-- PASSAGE follows --

Dr. John Berry White, MRCS, a British surgeon of the East India Company, was the pioneer of health education and health care in Assam. He established a medical school known as 'Berry White Medical School' in Dibrugarh, Assam in 1898–99. The school was upgraded and on 3 November 1947, the Assam Medical College, Dibrugarh, was established and it stands as the first medical college in Assam.

With increasing demands for health care and health education, the need for more medical colleges in Assam was felt. In 1959, the state government, headed by Bimala Prasad Chaliha, the then Chief Minister of Assam, Fakaruddin Ali Ahmed (Finance Minister), and Rup Nath Brahma (Minister of Health and Family Welfare of Assam), decided to have a second medical college in Assam. On 7 November 1959, the state government set up a committee to look into the matter and submit their report.

After several rounds of discussions, the committee visited sites at Ulubari, Jalukbari, Chandmari, and other areas of the city of Guwahati, as well as parts of Silchar. The committee submitted its report on 26 April 1960, stating that it was feasible to start the Gauhati Medical College from August 1960 in the vacant Ayurvedic College buildings and the Physical Education Training buildings at Jalukbari in Guwahati. However, no such place was immediately available at Silchar to start the Silchar Medical College. The committee recommended Ulubari as the permanent site for Gauhati Medical College and Ghungoor as the permanent site for Silchar Medical College.

Then, the state government started the colleges with preclinical classes in the vacant buildings of the Ayurvedic College at Jalukbari, Guwahati, enrolling 60 students for Gauhati Medical College and 40 students for Silchar Medical College, which operated as twin colleges. By a state government order no. MM-D/275/60/45 dated 26 June 1960, Dr. S.N. Sarma, the Principal and Superintendent of Assam Medical College & Hospital, Dibrugarh, was entrusted with starting the preclinical classes at Jalukbari from August 1960 and overseeing the establishment of medical colleges at Gauhati and Silchar, in addition to his duties at the Assam Medical College, Dibrugarh.

Accordingly, the vacant Ayurvedic College buildings at Jalukbari were taken over and arrangements were started by August 1960. On 20 September 1960, the functioning of the Gauhati Medical College was formally inaugurated. The first batch of the 100 students were interviewed and selected in the AMC, Dibrugarh in the last week of September 1960. Preclinical classes were started from 10 October 1960.

There was no provision for staff and students at Jalukbari. At Chandmari, about 15 km. away from Jalukbari, 73 tenements of the Industrial Housing Colony, some vacated houses of the Civil Surgeon's office, and also some vacated houses of the Engineering Institute were acquired where accommodations were provided to the staff and students who did not have their accommodations elsewhere at Guwahati. Students and staff were transported in government buses from Chandmari to Jalukbari and back. Lady students were accommodated in Ayurvedic College hostel building when available. Subsequently, two temporary barracks were also built in the Physical Education Training building at Jalukbari where second year students were accommodated while the first year students had to come as before.

-- PASSAGE concluded --
-- EXERCISE DATA follows --

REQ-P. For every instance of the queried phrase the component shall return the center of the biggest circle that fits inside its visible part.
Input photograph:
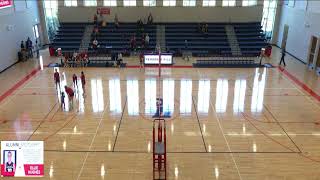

-- EXERCISE DATA concluded --

§ **TASK INSTRUCTIONS**:
1. Using the passage on the founding of Gauhati Medical College, say whether each statement agrees with it. Answer yes or no for each, and quote the words that decide it.
(a) The committee submitted its report on 26 April 1960.
(b) Silchar Medical College enrolled 60 students.
(c) Preclinical classes began on 10 October 1960.
2. Carry on the history of Gauhati Medical College's founding, starting after its last sentence.
The material has nothing to do with the tasks.

§ **ANSWERS TO THE EXERCISE**:
1.
(a) Yes: "The committee submitted its report on 26 April 1960"
(b) No: "enrolling 60 students for Gauhati Medical College and 40 students for Silchar Medical College"
(c) Yes: "Preclinical classes were started from 10 October 1960."

2.
The Gauhati Medical College (GMC) took its start under the stewardship of Professor I. Jahan from October 1960 to June 1961. Professor S.N. Sarma was transferred from AMC, Dibrugarh and he took over the charge of the Office of the Principal, Gauhati Medical College on 3 June 1961. Professor S.N. Sarma was the founder Principal of the Gauhati Medical College and he took great interest in the construction of the permanent college and hospital complexes. Paraclinical and clinical departments were started in the Civil Hospital Campus at Panbazar, Ulubari Maternity Home, Emigration Hospital (later on Infectious Diseases Hospital) and T.B. Hospital at Birubari, Guwahati as and when they became available. The members of the teaching staff were brought from Assam Medical College, Dibrugarh.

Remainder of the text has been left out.